* _Textauszug_:
Ambiguität und vermeintliche Sicherheiten

In der Psychologie gibt es den Begriff der „Ambiguitätstoleranz“. Das bedeutet so viel wie „das Ertragen von Mehrdeutigkeiten“. Unser Leben als Mensch ist von Mehrdeutigkeiten und Unsicherheiten geprägt. Klimawandel, Krieg, gesellschaftliche Umbrüche. Es gibt in unserer überkomplexen Welt zu viele Dinge, um sich bei allem „sicher“ sein zu können und eine klare Meinung zu haben. Während die Frage nach dem Ursprung des Klimawandels nach und nach immer besser geklärt ist, und auch Lösungen immer ersichtlicher werden, sind wir bei der Umsetzung von Lösungswegen mit sehr viel Unsicherheit konfrontiert. Welche Staaten ziehen mit? Auf welche Bündnisse ist Verlass, auf welche nicht?

Zurück zur Küche und dem Gespräch mit meinem Mitbewohner am Spülbecken. Als wir im Themenpotpourri noch voll dabei waren, habe ich natürlich begeistert mein Arte Doku Expertise über die Zukunft der Verbrennermotoren und die Mega Citys in China gedroppt. Meine Catch Phrase ist da manchmal: „Ich habe dazu mal was in ‘ner Doku gesehen“.  Möglich wäre in dem Kontext aber eben auch Folgendes gewesen: „Du ehrlicherweise keine Ahnung – der Klimawandel ist eines der absolut dringendsten und wichtigsten Probleme aktuell. Und es gibt bestimmt Lösungen, aber wie die genau aussehen können oder wie man das umsetzen kann, weiß ich im Moment gerade auch noch nicht so ganz.“

Unsexy, ich weiß. Aber -sofern aufrichtig-, vielleicht zielführender als mein Ansatz im Gespräch vor ein paar Wochen.

* _Auszug Datensätze_:
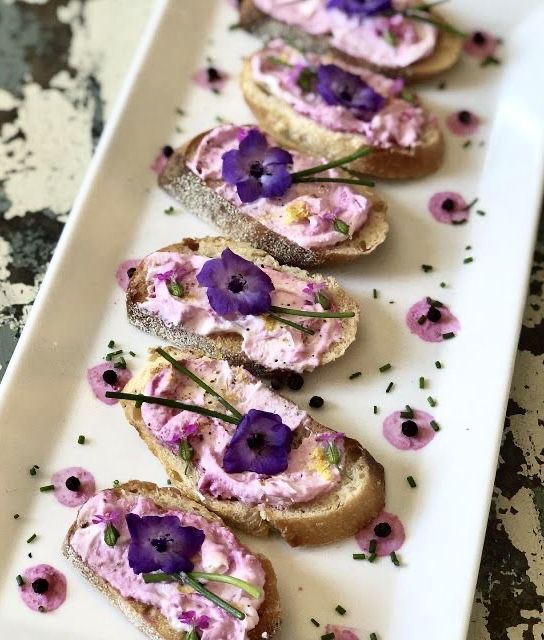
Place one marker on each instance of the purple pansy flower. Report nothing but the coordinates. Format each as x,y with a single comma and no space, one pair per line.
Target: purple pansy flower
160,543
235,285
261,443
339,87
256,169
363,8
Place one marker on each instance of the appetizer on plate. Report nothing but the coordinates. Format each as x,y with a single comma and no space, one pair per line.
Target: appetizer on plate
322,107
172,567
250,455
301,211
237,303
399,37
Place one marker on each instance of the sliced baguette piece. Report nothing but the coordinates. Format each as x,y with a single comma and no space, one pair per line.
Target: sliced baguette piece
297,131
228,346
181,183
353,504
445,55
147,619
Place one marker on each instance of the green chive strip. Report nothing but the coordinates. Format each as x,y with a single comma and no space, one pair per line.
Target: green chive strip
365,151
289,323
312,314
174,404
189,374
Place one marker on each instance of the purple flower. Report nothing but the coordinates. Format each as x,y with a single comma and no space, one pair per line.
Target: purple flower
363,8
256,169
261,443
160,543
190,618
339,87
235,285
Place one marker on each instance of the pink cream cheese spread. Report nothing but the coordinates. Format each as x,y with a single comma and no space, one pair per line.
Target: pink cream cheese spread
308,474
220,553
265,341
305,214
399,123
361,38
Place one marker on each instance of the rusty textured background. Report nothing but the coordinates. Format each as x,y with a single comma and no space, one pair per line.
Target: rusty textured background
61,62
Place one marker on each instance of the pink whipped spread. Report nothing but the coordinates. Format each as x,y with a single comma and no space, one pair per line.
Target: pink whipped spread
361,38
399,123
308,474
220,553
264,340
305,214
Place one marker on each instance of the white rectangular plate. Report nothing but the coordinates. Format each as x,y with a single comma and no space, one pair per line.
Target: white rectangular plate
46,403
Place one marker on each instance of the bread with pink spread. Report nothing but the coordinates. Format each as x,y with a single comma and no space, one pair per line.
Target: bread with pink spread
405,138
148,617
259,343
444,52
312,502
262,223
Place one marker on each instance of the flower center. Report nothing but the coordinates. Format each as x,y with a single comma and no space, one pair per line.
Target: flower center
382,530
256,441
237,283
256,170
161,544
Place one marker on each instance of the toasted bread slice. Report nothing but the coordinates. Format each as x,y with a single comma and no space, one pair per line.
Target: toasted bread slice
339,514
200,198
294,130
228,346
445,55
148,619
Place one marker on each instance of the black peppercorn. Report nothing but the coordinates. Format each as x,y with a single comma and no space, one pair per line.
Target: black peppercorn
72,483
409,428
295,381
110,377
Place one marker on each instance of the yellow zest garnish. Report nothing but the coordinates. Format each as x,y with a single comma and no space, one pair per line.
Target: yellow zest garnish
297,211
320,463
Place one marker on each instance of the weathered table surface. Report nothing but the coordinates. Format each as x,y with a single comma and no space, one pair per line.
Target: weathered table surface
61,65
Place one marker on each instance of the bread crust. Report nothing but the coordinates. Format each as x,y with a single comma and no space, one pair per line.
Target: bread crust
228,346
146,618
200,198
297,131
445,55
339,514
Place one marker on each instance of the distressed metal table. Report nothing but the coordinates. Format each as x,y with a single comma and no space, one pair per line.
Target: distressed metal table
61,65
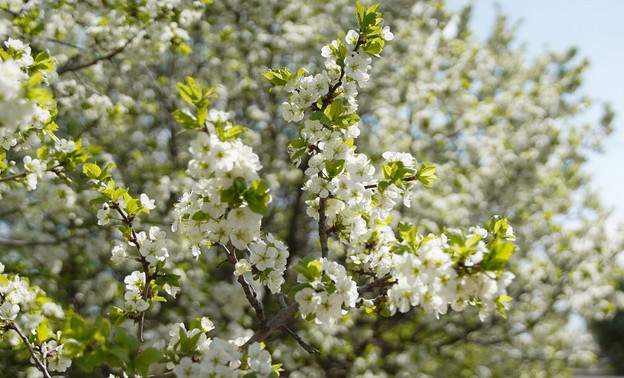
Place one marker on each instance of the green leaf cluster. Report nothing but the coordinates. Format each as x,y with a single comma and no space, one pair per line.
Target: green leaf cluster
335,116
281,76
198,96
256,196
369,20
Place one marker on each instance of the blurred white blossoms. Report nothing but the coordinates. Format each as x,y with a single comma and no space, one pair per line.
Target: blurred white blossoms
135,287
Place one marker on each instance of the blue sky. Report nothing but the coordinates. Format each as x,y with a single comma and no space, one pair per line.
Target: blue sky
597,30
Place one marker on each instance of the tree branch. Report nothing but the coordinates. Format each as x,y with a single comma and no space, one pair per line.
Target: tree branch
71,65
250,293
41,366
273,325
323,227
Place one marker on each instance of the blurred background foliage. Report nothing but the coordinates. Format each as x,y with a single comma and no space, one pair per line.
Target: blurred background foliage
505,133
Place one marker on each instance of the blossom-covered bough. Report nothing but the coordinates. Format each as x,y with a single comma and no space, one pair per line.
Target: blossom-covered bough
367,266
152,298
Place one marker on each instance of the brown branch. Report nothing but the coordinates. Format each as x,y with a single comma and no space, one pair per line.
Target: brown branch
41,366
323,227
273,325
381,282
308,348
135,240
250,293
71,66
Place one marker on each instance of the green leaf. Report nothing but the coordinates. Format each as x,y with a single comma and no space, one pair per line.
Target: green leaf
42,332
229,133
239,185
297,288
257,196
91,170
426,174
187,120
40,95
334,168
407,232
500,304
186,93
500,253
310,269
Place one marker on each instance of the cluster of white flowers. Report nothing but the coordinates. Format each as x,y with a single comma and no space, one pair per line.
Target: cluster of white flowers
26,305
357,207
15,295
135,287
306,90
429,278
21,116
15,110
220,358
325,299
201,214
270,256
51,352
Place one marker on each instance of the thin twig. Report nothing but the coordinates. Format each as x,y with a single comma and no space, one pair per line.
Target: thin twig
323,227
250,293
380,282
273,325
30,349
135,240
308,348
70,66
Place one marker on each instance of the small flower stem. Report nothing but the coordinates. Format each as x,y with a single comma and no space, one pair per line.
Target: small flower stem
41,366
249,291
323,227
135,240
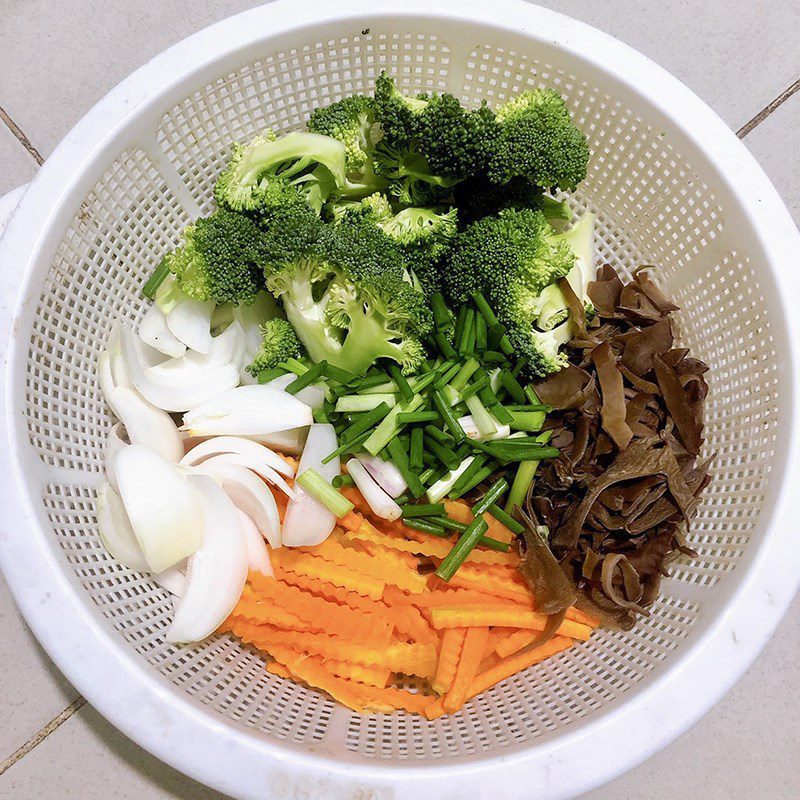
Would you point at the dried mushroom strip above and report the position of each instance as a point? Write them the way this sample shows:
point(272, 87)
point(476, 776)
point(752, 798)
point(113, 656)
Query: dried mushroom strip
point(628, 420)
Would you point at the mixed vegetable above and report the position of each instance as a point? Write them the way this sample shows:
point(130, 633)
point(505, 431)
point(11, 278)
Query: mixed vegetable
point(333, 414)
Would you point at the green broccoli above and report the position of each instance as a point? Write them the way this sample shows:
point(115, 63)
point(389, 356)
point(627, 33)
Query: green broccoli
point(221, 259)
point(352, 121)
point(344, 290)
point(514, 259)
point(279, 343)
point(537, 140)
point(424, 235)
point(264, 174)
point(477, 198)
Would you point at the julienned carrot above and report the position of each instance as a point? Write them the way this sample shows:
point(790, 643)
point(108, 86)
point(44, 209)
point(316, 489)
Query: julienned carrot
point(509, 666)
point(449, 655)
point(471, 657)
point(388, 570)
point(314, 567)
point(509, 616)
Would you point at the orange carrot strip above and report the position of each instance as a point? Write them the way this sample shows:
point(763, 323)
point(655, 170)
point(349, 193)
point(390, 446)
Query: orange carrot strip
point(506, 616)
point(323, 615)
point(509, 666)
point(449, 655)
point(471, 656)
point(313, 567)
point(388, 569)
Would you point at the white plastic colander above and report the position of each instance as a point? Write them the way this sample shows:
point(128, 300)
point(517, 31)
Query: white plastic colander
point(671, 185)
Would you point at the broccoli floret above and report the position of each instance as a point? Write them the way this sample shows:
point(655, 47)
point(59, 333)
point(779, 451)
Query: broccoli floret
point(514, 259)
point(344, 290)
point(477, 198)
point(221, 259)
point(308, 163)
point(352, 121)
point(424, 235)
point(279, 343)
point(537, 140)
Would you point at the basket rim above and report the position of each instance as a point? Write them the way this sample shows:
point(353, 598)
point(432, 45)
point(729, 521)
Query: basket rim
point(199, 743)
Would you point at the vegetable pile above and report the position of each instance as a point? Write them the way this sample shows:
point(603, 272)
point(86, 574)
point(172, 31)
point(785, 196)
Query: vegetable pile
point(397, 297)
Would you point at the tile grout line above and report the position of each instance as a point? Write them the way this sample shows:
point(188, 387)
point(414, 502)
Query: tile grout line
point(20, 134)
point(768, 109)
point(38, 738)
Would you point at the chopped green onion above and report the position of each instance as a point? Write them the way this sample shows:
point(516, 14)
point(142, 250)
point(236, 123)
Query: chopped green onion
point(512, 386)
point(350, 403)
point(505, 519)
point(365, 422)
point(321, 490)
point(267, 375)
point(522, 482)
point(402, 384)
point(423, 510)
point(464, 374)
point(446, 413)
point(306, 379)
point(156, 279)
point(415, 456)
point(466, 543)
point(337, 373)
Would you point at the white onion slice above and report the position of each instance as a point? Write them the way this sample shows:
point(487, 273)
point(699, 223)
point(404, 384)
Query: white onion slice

* _Übungsaufgabe 1_:
Schreiben Sie den Abschnitt der Datensätze von der Zeile mit „Would you point at the chopped“ bis zum Ende der Datensätze neu. Ersetzen Sie dabei „chopped green onion“ durch „sliced scallion“, und lassen Sie alles Übrige unverändert.
* _Übungsaufgabe 2_:
Führen Sie den Textauszug über Ambiguitätstoleranz im Anschluss an seinen letzten Satz fort.
Der Textauszug und die Datensätze sind voneinander unabhängiges Material.

* _Endergebnis 1_:
Would you point at the sliced scallion above and report the position of each instance as a point? Write them the way this sample shows:
point(516, 14)
point(142, 250)
point(236, 123)
Query: sliced scallion
point(512, 386)
point(350, 403)
point(505, 519)
point(365, 422)
point(321, 490)
point(267, 375)
point(522, 482)
point(402, 384)
point(423, 510)
point(464, 374)
point(446, 413)
point(306, 379)
point(156, 279)
point(415, 456)
point(466, 543)
point(337, 373)
Would you point at the white onion slice above and report the position of each instance as a point? Write them the way this sample shows:
point(487, 273)
point(699, 223)
point(404, 384)
Query: white onion slice

* _Endergebnis 2_:
Wann sollte man Unklarheit aushalten?

Das geht nicht immer. Wir sind schließlich auch nur Menschen, die nach einem langen Tag ein bisschen Weltschmerz loswerden wollen. In anderen Momenten außerhalb der WG-Küche ist außerdem Zivilcourage gefragt – z.B., wenn es in extremistische Bereiche geht, die in keiner Weise mit der freiheitlich demokratischen Grundordnung vereinbar sind und etwas dagegengesetzt werden muss. Aber in bestimmten Momenten will ich das in Zukunft mal ausprobieren. Eine gesellschaftliche Unsicherheit, ein „weiß ich nicht“ bei manchen Themen bzw. Lösungsvorschlägen kann sinnvoll sein, wenn es eben auch noch keine erprobten Lösungen gibt. Sofern die Problematik eindeutig ist, müssen wir uns ja noch nicht im gleichen Atemzug über alle Lösungswege klar sein. Anders ausgedrückt: Es kann nicht jede*r Expert*in für alles und jeden sein, deswegen müssen wir zwangsläufig auf die Expertise Anderer Vertrauen. Und da, wo es noch keine Expertise gibt, sollten wir uns darin üben, nicht direkt „die eine“ Lösung zu suchen.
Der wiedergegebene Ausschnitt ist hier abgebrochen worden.